Work to do:
**a.** In the car-theft text, where did the Ford F-150 rank among the most-stolen vehicles?
**b.** Return the portion of the car-theft text that begins at the words containing "The full top" and stops after "to understand best.".
**c.** Condense the paragraph of the car-theft text that opens with "There are a few bigger takeaways" into a short bulleted list of its main facts.

Supplied text:
===============
That Elantra result stands out because it cuts against the usual assumption that the hottest targets are always high-horsepower halo cars or six-figure exotics. Instead, the list is dominated by mainstream transportation, the kinds of sedans, pickups, and crossovers that blend into traffic and are easy to part out, resell, or move without drawing much attention. The Honda Accord and Hyundai Sonata followed close behind the Elantra, giving sedans a clean sweep of the top three. Chevrolet’s Silverado 1500 landed fourth, ahead of the Honda Civic, while the Ford F-150 came in seventh, which is especially notable given how many F-Series trucks are on the road.

The full top 10 most-stolen vehicles in the U.S. for 2025:

  1. Hyundai Elantra, 21,732 thefts
  2. Honda Accord, 17,797
  3. Hyundai Sonata, 17,687
  4. Chevrolet Silverado 1500, 16,764
  5. Honda Civic, 12,725
  6. Kia Optima, 11,521
  7. Ford F-150, 10,102
  8. Toyota Camry, 9,833
  9. Honda CR-V, 9,809
  10. Nissan Altima, 8,445

In other words, this is less a list of dream machines and more a snapshot of the everyday vehicles thieves seem to understand best.

There are a few bigger takeaways buried in those numbers. Hyundai and Kia still have multiple vehicles on the list, but the trend is improving. NICB says thefts involving Hyundai and Kia vehicles have now declined for the third straight year, dropping to 14% of all vehicle thefts in 2025 from 16% in 2024 and 21% in 2023. That suggests software updates, immobilizer-related fixes, and other anti-theft countermeasures are finally making a measurable dent, even if some of those models remain highly targeted.
===============
Data shown:
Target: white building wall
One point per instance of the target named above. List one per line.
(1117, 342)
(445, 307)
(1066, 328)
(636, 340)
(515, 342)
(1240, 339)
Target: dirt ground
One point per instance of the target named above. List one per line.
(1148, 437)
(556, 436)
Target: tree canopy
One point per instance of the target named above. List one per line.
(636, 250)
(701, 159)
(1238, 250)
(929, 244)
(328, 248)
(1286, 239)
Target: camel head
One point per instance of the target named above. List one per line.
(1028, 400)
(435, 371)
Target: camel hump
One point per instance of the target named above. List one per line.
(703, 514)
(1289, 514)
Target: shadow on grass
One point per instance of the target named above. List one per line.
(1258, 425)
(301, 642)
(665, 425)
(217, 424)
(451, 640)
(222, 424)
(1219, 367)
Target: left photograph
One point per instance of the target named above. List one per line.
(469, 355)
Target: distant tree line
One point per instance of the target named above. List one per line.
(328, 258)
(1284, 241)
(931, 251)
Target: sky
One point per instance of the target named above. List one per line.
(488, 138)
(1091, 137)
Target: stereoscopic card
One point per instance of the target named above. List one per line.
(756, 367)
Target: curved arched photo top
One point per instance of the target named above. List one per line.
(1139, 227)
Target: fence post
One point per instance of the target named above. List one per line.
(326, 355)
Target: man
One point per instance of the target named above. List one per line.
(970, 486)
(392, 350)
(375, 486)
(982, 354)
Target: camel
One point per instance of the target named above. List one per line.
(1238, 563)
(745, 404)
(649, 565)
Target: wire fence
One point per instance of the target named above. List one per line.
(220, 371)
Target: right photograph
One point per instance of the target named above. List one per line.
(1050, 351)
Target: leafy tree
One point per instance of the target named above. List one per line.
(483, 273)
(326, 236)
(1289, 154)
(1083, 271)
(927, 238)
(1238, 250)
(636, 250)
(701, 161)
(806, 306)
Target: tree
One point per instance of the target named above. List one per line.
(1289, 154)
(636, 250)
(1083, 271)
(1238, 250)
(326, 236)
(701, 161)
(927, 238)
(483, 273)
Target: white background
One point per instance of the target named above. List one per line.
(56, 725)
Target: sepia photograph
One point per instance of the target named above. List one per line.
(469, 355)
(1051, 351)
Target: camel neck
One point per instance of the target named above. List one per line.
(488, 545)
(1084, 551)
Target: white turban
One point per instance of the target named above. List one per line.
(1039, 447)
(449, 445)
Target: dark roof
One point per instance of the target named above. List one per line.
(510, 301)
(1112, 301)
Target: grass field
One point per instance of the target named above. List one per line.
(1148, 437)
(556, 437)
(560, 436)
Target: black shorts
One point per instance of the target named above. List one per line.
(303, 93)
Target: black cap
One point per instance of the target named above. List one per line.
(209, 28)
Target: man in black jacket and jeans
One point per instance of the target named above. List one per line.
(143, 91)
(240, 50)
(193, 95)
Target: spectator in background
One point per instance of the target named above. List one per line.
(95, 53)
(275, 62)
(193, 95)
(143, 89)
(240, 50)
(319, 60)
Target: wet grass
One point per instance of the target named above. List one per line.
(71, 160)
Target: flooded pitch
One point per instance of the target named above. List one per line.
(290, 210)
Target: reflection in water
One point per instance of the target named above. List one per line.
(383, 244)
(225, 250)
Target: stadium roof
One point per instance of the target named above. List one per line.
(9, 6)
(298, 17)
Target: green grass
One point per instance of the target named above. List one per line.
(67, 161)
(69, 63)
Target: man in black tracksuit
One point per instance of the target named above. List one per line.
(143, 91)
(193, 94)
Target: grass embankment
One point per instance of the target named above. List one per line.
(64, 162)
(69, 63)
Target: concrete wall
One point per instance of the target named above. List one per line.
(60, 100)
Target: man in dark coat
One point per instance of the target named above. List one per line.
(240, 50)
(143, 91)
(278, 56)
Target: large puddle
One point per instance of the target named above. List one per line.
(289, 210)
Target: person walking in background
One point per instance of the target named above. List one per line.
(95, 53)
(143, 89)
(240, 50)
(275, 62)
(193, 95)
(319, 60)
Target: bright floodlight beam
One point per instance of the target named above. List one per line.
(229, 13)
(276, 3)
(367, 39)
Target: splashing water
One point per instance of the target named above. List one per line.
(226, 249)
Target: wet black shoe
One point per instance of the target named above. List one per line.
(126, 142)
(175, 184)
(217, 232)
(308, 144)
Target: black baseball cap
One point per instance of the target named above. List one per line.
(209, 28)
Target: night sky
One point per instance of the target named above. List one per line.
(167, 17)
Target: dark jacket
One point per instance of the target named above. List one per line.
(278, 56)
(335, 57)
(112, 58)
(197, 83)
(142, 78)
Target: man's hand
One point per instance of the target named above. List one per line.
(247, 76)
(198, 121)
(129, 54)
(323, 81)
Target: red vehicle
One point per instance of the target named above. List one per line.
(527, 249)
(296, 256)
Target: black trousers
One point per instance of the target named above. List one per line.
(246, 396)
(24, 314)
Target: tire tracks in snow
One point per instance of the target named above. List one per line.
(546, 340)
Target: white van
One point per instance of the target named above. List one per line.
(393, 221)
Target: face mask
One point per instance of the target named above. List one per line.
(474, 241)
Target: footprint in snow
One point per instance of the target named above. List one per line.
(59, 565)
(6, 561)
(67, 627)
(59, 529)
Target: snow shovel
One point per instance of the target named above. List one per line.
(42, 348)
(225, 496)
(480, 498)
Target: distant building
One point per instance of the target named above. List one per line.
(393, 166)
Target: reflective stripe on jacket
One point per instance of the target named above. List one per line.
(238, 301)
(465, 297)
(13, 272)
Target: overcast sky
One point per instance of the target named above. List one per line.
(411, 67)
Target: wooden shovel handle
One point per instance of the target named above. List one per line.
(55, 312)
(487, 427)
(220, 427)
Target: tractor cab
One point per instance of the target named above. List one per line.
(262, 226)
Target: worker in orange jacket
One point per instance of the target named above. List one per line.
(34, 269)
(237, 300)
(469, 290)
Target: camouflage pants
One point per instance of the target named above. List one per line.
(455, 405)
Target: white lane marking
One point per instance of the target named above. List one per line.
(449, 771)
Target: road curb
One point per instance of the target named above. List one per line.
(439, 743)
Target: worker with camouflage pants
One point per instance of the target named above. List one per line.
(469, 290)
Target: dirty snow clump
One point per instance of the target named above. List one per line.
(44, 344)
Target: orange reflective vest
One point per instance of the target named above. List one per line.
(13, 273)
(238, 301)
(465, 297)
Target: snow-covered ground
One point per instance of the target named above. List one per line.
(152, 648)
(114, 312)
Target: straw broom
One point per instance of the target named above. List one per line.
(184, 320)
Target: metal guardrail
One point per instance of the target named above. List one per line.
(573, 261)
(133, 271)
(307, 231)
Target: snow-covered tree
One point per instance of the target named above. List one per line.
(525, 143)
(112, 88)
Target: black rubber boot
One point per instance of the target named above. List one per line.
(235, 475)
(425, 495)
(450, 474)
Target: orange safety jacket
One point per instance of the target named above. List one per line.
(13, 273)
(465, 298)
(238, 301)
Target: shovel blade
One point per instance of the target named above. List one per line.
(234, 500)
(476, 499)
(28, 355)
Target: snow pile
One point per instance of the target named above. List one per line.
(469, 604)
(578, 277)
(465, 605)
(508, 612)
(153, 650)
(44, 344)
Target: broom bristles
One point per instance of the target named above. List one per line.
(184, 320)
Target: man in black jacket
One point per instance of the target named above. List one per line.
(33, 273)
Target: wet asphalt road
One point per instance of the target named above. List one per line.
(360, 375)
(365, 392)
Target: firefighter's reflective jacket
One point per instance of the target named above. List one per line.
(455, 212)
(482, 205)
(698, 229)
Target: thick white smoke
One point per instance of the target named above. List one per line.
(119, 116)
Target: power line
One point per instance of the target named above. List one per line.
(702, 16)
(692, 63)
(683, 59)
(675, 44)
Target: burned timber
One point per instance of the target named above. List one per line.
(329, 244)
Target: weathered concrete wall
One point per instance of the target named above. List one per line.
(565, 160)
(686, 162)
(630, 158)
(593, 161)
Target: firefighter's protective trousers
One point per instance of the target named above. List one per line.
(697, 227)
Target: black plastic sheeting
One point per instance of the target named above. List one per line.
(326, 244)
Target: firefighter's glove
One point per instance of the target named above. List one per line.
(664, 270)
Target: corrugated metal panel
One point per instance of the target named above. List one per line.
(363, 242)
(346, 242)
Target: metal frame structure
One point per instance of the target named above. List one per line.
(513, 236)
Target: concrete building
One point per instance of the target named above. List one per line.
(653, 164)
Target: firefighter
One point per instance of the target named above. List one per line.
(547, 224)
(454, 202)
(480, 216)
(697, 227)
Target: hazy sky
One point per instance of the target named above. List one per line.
===============
Written responses:
**a.** Seventh, with 10,102 thefts.

**b.**
The full top 10 most-stolen vehicles in the U.S. for 2025:

  1. Hyundai Elantra, 21,732 thefts
  2. Honda Accord, 17,797
  3. Hyundai Sonata, 17,687
  4. Chevrolet Silverado 1500, 16,764
  5. Honda Civic, 12,725
  6. Kia Optima, 11,521
  7. Ford F-150, 10,102
  8. Toyota Camry, 9,833
  9. Honda CR-V, 9,809
  10. Nissan Altima, 8,445

In other words, this is less a list of dream machines and more a snapshot of the everyday vehicles thieves seem to understand best.

**c.**
- Hyundai and Kia still have multiple vehicles on the list, but the trend is improving.
- NICB reports that thefts involving Hyundai and Kia vehicles declined for the third straight year: 21% of all vehicle thefts in 2023, 16% in 2024, and 14% in 2025.
- This suggests that software updates, immobilizer-related fixes, and other anti-theft countermeasures are making a measurable dent, although some of those models remain highly targeted.